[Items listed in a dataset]
────────────────────
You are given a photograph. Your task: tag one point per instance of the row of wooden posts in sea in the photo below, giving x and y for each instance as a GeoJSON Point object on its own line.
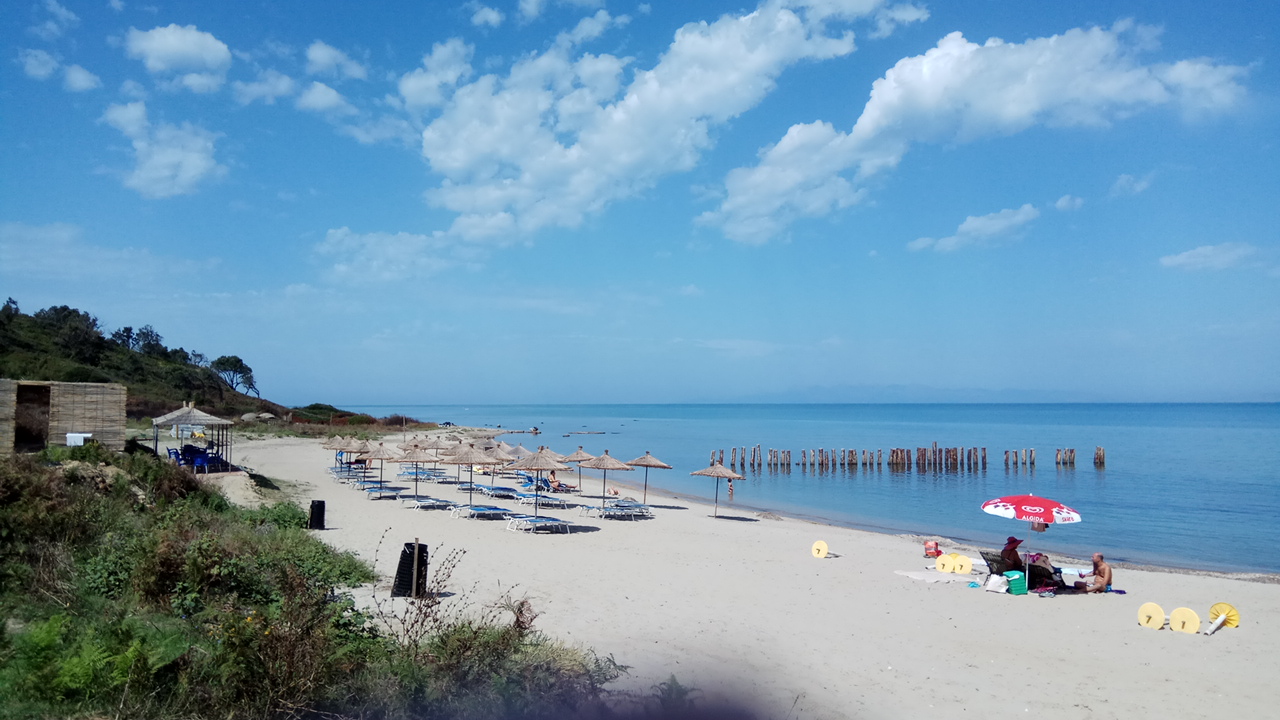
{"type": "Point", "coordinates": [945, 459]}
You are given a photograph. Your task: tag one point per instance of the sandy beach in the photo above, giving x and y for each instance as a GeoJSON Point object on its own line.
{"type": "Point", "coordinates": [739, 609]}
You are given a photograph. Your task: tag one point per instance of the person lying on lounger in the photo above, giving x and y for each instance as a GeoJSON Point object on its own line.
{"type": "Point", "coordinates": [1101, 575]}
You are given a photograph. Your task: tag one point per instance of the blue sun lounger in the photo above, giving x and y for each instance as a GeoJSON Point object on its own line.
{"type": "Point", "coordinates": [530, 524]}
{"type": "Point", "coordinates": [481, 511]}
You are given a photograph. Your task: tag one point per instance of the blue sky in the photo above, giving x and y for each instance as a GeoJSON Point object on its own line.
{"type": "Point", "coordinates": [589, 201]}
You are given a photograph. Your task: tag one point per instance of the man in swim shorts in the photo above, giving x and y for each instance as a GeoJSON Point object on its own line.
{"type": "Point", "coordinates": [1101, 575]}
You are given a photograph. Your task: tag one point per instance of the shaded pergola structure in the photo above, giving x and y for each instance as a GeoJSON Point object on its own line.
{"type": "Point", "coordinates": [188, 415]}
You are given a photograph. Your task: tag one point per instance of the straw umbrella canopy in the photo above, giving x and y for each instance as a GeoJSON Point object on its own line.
────────────────────
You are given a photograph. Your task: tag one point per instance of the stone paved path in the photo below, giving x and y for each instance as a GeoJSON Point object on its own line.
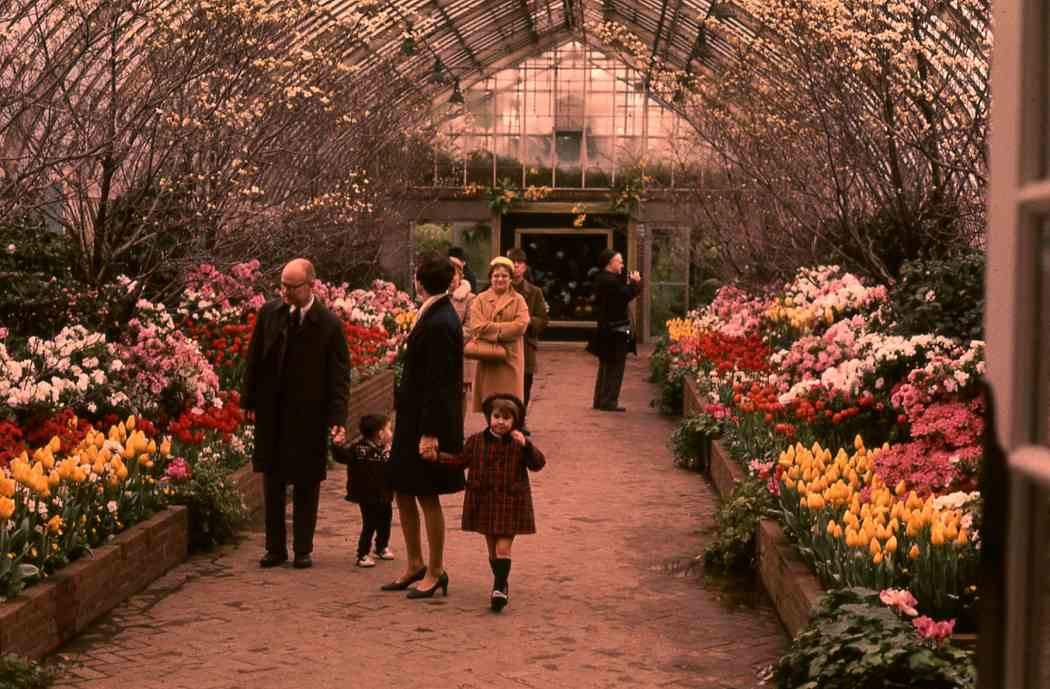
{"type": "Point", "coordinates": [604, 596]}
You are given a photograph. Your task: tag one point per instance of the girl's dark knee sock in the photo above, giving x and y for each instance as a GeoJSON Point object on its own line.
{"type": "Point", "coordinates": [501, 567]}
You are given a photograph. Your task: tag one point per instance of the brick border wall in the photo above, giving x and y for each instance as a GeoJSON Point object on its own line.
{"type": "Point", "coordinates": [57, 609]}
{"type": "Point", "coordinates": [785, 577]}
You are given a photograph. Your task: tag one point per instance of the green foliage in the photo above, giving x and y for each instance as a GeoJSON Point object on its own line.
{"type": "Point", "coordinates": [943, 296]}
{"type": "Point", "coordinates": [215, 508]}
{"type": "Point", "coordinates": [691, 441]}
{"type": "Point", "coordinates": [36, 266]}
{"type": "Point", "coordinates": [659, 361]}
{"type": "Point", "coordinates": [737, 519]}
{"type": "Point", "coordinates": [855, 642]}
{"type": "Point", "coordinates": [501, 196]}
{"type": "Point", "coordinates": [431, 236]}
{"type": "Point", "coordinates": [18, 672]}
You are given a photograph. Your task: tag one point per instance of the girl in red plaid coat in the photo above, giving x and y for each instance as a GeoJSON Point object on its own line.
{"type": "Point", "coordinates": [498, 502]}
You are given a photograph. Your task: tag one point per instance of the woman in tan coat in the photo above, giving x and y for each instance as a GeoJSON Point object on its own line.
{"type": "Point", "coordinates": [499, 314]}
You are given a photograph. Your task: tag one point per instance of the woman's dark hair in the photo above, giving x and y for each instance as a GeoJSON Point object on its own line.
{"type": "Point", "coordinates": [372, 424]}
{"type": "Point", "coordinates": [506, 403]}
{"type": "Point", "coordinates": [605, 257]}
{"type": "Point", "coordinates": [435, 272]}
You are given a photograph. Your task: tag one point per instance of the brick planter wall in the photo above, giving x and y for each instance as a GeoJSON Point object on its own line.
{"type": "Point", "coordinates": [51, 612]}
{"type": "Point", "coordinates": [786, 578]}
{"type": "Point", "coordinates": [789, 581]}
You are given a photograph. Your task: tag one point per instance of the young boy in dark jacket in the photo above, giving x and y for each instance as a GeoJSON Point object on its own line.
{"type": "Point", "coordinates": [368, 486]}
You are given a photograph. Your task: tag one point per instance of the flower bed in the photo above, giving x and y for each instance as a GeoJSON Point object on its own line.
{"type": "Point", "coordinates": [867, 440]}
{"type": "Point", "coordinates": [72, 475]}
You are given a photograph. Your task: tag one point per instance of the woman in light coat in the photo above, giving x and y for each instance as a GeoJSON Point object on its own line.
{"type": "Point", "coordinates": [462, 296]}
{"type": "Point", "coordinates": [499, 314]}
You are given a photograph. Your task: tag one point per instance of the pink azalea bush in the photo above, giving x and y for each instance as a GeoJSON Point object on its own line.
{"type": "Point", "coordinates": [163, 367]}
────────────────────
Pull out every line above that contains the word "dark", matching case exactly.

Solution below:
You are given a photograph. Your task: tag one point per instance of the girl's dark knee sock in the photo above, giving x and y for each instance as a GeoJSON Point object on its own line.
You are given a photograph. Your task: tag one point per instance of the woman's dark hair in the photo above, giving x and y for each instance as a GeoJSON Point object on its own line.
You are given a photograph. Your task: tag one point per instance of the young boy in dark jacket in the photo above, giving x and y for each instance as a GeoJSON Point object on its own line.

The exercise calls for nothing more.